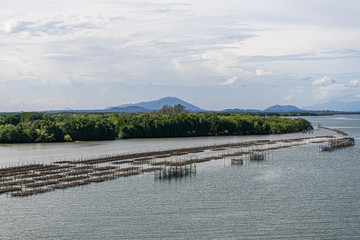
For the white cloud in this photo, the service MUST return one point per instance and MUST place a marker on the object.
(262, 72)
(354, 83)
(330, 92)
(324, 81)
(229, 81)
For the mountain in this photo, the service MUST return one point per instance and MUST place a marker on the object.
(336, 106)
(280, 108)
(158, 104)
(240, 110)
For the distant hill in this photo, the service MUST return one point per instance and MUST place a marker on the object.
(240, 110)
(158, 104)
(280, 108)
(336, 106)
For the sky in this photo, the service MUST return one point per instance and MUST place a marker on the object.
(214, 54)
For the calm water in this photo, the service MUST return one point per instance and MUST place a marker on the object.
(298, 194)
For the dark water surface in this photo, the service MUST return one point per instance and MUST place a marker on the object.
(299, 193)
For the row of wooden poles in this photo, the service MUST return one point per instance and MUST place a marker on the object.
(338, 144)
(29, 179)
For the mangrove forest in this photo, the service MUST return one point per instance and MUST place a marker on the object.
(30, 127)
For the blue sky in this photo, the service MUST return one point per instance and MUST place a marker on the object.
(214, 54)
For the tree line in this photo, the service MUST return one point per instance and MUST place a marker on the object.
(29, 127)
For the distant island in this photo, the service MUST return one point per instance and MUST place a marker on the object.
(155, 105)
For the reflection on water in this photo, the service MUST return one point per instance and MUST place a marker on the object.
(298, 193)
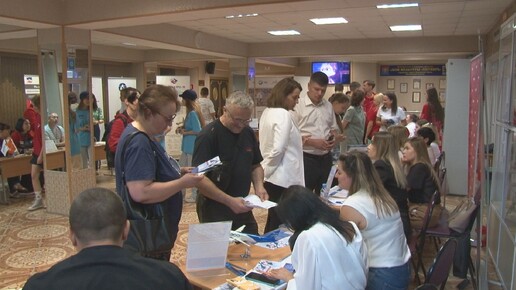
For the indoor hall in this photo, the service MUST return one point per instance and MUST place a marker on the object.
(224, 46)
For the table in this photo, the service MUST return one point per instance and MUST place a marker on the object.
(203, 281)
(20, 165)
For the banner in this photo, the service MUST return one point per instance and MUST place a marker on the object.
(413, 70)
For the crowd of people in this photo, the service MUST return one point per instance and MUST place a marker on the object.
(301, 137)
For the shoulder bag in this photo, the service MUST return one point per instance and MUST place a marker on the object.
(149, 234)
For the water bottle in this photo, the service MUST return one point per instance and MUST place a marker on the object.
(324, 192)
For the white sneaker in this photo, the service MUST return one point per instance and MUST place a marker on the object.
(192, 198)
(37, 204)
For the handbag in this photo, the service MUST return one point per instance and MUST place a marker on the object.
(149, 234)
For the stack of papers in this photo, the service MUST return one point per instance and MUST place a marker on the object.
(207, 166)
(253, 201)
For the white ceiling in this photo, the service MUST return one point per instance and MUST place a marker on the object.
(439, 18)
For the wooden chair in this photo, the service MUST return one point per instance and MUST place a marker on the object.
(417, 242)
(439, 271)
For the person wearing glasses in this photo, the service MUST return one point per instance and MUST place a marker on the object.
(151, 175)
(319, 130)
(222, 192)
(53, 131)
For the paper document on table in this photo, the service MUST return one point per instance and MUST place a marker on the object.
(207, 246)
(253, 200)
(208, 165)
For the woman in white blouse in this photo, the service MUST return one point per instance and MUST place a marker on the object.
(280, 144)
(327, 253)
(390, 114)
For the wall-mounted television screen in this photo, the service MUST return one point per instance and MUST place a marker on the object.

■ Given request
Using the material above, return every line exactly as it appears, minus the pictures.

■ Exercise answer
For the white cloud in this photo, the service MUST return one point per instance and MUST place a marker on the object.
(262, 72)
(354, 83)
(330, 92)
(324, 81)
(229, 81)
For the mountain in this photo, the service MUST return one point per instance and MUST place a marker on the object.
(336, 106)
(280, 108)
(158, 104)
(240, 110)
For the distant hill in this photo, the service MUST return one point per instance and MUST place a marker on the object.
(240, 110)
(158, 104)
(280, 108)
(336, 106)
For the sky in this photo, the service MUST return one point per instance and MUST place a marker on the object.
(214, 54)
For the calm water in this photo, the service MUST return one point per instance and MUST place a marker on the object.
(298, 194)
For the dark water surface in this photo, the service MUST return one point per instance and MUST place a marker on the object.
(299, 193)
For the row of wooden poles in this photo, the service MUST return one point per instance and MUST place a marker on the object.
(338, 144)
(29, 179)
For the mangrove forest in this photo, the service MUST return one point per instance and MUST place a marker on the object.
(30, 127)
For the blue sky in this photo, the service MUST return one point per instance and MUST place a marker on the object.
(214, 54)
For the tree line in this photo, the service MUST return one point per instance and MUST place a marker on the object.
(29, 127)
For the distant island in this photo, the service MUST return one point per instance and MUST place a marker on the object.
(155, 105)
For the reflection on water in this photo, the service MUST return one point per instance and MUST place a marker on the object.
(298, 193)
For the indoor hall in this photo, the service MUST return one point per instance and MUST place a marker on the object.
(224, 46)
For the table in this photo, the service MUST return one point per instance and MUST place a marker on the object.
(203, 281)
(20, 165)
For the banner in this photo, the service MUST return one point per instance and MUST place a marker on the object.
(413, 70)
For the crowd of people in this photo, the service MUST return one point per instance and MUST place a marker on the object.
(301, 137)
For the shoulder bag in this photo, the service MUST return one point per instance and MUST place a marker on the object.
(149, 234)
For the water bottle in this photo, the service MUST return one point per instance and MUST place a marker on the object.
(324, 192)
For the white sneaker in this photo, the service MUST return one point per instance and MUST place a marker on the object.
(192, 198)
(37, 204)
For the handbag in this photo, the service MUST return one point per instance and MUST place a marker on the object.
(149, 234)
For the stack of papers in this photo, the service MUST return one point per instance and MUST place a marker on the object.
(207, 166)
(253, 201)
For the white ceiling in this photo, the service MUST return one point per instance and MUST place a marker on the object.
(439, 18)
For the wooden chair in this photo, the service MUST return one point per instance and MUST place a marker on the object.
(417, 242)
(439, 271)
For the person wearing glasses in this photo, the service MUST return one point per instance and MUST place a marker on the object.
(151, 175)
(319, 130)
(222, 192)
(53, 131)
For the paper document on table in this photo, the service MUST return one point per instance and MUST place a marker on the object.
(207, 246)
(253, 200)
(208, 165)
For the woman in white blouse in this photo, the service MUST return one point per instance and MUST place a marker on the object.
(280, 144)
(327, 253)
(390, 114)
For the wall-mounted television screen in this photo, the service MUST return one point per instance and MUST place a marker on the object.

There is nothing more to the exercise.